- _Texte extrait_:
=-=-=-=-=
Un tel raisonnement, qu’on pourrait qualifier de “raisonnement du bélier”, ou encore de raisonnement pré-newtonien, peut largement être amélioré par l’application rigoureuse de ce qui précède et l’analyse des vidéos des effondrements, qui fournissent les accélérations des parties supérieures des tours, au moins pour les premières secondes (à la fin, tout est noyé dans un nuage de poussière, une quantité de poussière très étonnante dont nous avons déjà parlé ici). En effet, connaissant l’accélération du bloc supérieur qui s’effondre sur la partie inférieure, on peut en déduire la force auquel il est soumis, donc également la force que la partie inférieure exerce sur lui, puisque c’est la même au sens près.

Voici une de ces vidéos, d’autant plus intéressante qu’elle a été prise avec une caméra montée sur pied :

Le professeur de physique américain David Chandler a utilisé ces données vidéo pour déterminer l’accélération du toit de la tour nord (donc de son bloc supérieur) lors de son effondrement. Ses calculs sont exposés dans cet article. Le résultat est une accélération de 6,31 m.s^{-2}, alors que l’accélération de la pesanteur est de 9,81 m.s^{-2}.
=-=-=-=-=
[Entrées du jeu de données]
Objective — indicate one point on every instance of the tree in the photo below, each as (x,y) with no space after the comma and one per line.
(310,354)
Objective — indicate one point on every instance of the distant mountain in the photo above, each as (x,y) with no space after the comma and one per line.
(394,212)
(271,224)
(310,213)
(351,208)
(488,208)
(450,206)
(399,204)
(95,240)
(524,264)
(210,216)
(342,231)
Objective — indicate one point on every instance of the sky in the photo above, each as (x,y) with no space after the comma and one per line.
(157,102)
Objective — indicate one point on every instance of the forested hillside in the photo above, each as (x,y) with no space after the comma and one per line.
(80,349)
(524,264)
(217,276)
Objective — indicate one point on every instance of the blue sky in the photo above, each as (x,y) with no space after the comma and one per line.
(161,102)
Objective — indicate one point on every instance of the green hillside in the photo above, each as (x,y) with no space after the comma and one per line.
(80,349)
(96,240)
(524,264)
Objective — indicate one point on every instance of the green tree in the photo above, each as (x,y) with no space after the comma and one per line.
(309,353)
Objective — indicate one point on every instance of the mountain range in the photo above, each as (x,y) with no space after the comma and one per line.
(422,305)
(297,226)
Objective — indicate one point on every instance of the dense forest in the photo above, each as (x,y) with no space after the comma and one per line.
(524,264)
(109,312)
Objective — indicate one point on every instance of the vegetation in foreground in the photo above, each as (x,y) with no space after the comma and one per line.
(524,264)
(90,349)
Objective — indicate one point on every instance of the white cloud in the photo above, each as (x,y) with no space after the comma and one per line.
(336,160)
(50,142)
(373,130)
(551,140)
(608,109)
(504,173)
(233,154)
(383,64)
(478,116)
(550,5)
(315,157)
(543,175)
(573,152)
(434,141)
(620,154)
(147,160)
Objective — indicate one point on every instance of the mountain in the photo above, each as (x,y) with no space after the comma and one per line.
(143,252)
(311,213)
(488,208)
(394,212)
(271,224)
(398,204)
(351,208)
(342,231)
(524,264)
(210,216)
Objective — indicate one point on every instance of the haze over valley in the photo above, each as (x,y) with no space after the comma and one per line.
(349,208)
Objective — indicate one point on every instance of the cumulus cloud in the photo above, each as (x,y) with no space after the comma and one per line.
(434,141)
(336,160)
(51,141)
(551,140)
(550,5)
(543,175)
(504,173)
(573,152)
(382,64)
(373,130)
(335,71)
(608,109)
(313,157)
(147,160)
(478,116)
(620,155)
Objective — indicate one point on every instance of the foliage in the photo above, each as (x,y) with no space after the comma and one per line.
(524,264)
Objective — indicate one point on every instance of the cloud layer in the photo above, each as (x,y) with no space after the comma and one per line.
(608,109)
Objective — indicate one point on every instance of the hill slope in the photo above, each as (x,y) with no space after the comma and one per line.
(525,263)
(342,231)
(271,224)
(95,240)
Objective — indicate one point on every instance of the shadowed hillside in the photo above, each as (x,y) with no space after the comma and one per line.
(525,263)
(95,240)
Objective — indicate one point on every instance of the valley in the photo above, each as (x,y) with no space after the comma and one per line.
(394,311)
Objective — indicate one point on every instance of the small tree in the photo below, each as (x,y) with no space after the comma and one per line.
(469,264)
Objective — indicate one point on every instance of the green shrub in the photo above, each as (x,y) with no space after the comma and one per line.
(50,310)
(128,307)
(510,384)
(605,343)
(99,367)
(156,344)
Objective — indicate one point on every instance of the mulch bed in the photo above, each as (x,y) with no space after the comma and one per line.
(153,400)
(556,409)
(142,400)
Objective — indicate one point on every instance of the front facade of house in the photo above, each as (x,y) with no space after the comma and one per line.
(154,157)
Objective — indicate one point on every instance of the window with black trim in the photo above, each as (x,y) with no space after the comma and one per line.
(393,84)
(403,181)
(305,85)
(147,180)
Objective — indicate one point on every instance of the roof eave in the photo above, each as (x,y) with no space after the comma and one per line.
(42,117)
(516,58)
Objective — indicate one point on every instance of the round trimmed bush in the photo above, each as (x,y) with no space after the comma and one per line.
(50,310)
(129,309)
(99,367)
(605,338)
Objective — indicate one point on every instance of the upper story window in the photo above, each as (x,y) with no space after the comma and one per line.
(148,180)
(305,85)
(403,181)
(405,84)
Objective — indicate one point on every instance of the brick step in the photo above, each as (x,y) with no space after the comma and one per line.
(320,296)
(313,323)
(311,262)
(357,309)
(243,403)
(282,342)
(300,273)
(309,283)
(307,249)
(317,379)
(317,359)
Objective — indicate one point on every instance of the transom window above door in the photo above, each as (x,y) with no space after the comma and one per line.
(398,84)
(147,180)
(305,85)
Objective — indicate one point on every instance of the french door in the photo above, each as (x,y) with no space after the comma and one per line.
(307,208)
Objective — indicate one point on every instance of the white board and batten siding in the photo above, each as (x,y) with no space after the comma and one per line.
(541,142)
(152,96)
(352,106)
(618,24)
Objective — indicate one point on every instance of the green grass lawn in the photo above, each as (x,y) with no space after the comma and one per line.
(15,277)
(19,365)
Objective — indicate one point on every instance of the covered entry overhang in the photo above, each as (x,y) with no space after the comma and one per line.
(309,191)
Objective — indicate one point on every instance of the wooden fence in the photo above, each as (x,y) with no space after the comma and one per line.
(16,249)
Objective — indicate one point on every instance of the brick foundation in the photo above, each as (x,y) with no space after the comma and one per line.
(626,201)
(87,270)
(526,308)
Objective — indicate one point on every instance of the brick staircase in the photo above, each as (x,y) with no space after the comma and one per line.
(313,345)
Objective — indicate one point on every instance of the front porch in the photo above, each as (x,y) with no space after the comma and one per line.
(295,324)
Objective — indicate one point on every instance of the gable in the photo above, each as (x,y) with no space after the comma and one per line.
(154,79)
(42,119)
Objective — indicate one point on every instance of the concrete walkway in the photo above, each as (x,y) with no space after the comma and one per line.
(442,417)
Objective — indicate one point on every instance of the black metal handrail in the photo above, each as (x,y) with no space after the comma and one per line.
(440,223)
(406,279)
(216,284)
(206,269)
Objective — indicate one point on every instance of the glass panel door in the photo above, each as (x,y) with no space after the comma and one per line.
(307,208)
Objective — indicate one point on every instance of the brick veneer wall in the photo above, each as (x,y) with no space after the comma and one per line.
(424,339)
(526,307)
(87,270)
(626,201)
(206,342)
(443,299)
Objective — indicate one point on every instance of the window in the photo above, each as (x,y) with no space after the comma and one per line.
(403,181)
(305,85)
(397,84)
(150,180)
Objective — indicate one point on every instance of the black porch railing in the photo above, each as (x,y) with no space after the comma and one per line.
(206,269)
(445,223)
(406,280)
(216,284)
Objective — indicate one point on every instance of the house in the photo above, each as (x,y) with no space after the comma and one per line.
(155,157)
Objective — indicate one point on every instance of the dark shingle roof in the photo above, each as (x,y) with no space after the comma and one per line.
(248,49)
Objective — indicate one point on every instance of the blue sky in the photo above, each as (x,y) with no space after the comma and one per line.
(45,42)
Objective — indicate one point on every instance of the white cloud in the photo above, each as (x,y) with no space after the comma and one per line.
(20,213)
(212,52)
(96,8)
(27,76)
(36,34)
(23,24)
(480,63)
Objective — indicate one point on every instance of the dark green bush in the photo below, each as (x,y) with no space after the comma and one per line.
=-=-=-=-=
- _Votre travail_:
#1 Répondez à ces questions sur le texte extrait :
(a) Selon le texte, dans quoi tout est-il noyé à la fin des vidéos des effondrements ?
(b) Sur quoi était montée la caméra qui a pris la vidéo présentée ?
(c) Quelle accélération David Chandler a-t-il obtenue pour le toit de la tour nord ?
#2 Combien de lignes des entrées contiennent la chaîne « roof » ? Donnez uniquement le nombre.

- _Les solutions_:
#1
(a) Dans un nuage de poussière.
(b) Sur un pied.
(c) 6,31 m.s^{-2}.

#2 2